* **Source document**
========

Analysis of Limitations: Provided empirical evidence that reinforcement-style post-training fails to maintain the strict sequence-level fidelity required for exact SMILES matching in VLMs, highlighting a fundamental gap between graph-equivalent structures and serialized string correctness.

4. Results

The performance was evaluated based on Exact Matching Accuracy (the generated SMILES must exactly match the ground truth).

Comparison with Image-to-Sequence Models:
- MolSeek-OCR achieved competitive results, broadly comparable to DECIMER (the best-performing Image-to-Sequence baseline).
- Example Performance: On the Indigo (synthetic) dataset, MolSeek-OCR achieved 74.3% accuracy vs. DECIMER's 69.6%. On CLEF (realistic), it achieved 63.3% vs. DECIMER's 62.7%.
Comparison with Image-to-Graph Models:
- MolSeek-OCR remains inferior to state-of-the-art Image-to-Graph models like MolScribe.
- Example Performance: On Indigo, MolScribe achieved 97.5% vs. MolSeek-OCR's 74.3%. On CLEF, MolScribe achieved 88.9% vs. MolSeek-OCR's 63.3%.

========

* **Extracted data**
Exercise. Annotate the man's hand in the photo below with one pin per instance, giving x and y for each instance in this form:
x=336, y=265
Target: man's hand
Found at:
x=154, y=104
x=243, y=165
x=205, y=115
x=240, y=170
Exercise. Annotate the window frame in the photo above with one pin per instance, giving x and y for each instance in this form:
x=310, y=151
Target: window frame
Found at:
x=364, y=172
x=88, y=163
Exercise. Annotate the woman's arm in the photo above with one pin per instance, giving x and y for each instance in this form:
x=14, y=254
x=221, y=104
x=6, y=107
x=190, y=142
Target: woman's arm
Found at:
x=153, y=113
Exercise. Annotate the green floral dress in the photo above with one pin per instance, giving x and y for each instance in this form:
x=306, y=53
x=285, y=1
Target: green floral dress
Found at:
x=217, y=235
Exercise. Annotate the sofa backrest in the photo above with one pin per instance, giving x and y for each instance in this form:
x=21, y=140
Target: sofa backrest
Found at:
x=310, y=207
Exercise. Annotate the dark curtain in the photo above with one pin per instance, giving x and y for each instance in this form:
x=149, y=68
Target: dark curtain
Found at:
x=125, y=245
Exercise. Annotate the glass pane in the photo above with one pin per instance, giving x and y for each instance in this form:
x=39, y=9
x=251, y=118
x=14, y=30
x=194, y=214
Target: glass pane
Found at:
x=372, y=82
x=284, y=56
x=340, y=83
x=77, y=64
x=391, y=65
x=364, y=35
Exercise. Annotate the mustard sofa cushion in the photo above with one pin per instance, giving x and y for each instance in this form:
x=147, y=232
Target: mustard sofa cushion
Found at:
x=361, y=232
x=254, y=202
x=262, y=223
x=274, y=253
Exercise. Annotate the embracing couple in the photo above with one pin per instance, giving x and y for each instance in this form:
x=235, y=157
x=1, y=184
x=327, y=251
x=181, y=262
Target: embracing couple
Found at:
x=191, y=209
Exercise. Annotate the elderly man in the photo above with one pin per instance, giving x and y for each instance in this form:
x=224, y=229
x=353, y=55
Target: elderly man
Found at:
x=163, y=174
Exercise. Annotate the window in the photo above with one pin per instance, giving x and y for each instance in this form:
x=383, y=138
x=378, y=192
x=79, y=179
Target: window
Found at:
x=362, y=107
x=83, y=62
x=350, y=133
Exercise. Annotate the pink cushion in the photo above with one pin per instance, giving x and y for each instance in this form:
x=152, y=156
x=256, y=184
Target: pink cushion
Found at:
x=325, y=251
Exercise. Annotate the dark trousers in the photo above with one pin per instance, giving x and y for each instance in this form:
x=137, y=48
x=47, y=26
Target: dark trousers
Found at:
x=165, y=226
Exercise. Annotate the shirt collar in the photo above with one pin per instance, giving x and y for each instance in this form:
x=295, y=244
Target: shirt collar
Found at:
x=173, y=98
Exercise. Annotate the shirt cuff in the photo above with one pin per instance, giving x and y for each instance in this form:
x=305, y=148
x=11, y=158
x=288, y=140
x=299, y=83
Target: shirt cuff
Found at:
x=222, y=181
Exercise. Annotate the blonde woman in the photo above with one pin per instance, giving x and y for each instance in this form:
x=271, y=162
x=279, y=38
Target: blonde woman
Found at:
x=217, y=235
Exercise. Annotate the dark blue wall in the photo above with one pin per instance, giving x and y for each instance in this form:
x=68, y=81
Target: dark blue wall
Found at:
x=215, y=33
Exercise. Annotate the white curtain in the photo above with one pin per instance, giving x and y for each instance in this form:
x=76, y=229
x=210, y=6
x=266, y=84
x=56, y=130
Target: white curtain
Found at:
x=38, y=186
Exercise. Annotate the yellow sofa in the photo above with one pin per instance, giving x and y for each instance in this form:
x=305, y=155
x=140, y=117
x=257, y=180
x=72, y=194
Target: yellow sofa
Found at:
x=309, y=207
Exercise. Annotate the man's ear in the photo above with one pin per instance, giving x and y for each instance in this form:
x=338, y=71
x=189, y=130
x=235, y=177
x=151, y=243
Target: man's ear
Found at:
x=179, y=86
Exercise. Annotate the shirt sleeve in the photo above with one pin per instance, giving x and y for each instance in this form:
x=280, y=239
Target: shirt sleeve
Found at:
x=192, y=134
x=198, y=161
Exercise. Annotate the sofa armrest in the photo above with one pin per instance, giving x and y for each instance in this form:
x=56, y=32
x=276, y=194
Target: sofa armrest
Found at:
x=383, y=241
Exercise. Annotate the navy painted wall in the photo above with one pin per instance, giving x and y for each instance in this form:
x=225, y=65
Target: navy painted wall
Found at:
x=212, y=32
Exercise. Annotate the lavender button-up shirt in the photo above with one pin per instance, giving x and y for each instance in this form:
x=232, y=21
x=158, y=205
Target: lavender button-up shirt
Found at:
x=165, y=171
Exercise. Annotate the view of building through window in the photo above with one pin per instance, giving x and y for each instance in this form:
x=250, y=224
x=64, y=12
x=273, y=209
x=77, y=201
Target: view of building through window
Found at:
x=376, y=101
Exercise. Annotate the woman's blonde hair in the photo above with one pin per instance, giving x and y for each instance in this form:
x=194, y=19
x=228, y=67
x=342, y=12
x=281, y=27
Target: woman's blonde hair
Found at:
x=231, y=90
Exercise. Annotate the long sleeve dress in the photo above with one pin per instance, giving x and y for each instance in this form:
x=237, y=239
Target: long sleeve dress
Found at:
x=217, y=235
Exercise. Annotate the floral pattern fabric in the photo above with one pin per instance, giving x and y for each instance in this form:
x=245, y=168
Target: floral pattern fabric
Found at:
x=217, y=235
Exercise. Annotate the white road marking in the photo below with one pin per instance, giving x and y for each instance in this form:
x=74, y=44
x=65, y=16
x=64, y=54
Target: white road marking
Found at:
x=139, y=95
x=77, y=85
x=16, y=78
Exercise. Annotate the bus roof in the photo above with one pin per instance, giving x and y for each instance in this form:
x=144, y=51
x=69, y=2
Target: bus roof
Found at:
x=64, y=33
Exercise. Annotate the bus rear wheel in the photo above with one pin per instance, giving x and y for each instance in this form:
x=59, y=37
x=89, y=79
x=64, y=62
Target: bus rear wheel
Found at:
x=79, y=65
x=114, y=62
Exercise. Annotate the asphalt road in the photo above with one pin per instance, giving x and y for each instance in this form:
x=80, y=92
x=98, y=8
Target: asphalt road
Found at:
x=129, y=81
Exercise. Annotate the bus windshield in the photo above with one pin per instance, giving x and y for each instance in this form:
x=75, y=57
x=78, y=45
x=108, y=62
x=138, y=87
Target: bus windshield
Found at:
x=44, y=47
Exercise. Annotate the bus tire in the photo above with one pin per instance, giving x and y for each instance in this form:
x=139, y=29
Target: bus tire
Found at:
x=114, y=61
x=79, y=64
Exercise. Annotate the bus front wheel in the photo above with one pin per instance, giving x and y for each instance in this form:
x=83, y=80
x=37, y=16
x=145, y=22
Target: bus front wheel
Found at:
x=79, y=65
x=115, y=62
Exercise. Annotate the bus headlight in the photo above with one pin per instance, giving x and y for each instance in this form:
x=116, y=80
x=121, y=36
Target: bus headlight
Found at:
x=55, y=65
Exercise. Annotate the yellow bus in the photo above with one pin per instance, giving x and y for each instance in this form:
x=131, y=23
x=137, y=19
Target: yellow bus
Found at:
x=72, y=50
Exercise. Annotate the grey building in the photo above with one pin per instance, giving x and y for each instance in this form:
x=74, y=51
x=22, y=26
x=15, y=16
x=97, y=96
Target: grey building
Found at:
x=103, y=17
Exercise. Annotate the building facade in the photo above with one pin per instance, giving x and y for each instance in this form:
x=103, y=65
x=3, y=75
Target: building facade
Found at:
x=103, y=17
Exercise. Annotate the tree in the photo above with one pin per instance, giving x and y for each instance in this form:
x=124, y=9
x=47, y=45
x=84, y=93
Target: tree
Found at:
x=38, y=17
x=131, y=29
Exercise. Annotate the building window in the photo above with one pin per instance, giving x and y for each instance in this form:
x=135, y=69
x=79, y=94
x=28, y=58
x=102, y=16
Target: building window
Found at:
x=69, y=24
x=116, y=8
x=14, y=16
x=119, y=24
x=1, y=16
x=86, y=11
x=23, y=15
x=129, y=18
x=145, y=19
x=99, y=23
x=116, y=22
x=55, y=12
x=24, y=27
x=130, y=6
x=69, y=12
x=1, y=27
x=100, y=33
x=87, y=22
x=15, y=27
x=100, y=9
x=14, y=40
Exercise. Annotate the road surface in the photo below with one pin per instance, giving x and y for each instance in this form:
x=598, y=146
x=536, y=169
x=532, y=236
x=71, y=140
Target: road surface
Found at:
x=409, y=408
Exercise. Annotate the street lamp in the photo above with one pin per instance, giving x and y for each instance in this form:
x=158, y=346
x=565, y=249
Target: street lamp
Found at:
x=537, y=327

========

* **Written problem**
In the molecular OCR excerpt, why does reinforcement-style post-training fall short for exact SMILES matching? Answer in one to three sentences.

* **Full response**
It fails to maintain the strict sequence-level fidelity that exact SMILES matching requires, because the generated SMILES must match the ground truth exactly. This reveals a gap between producing graph-equivalent structures and producing a correct serialized string.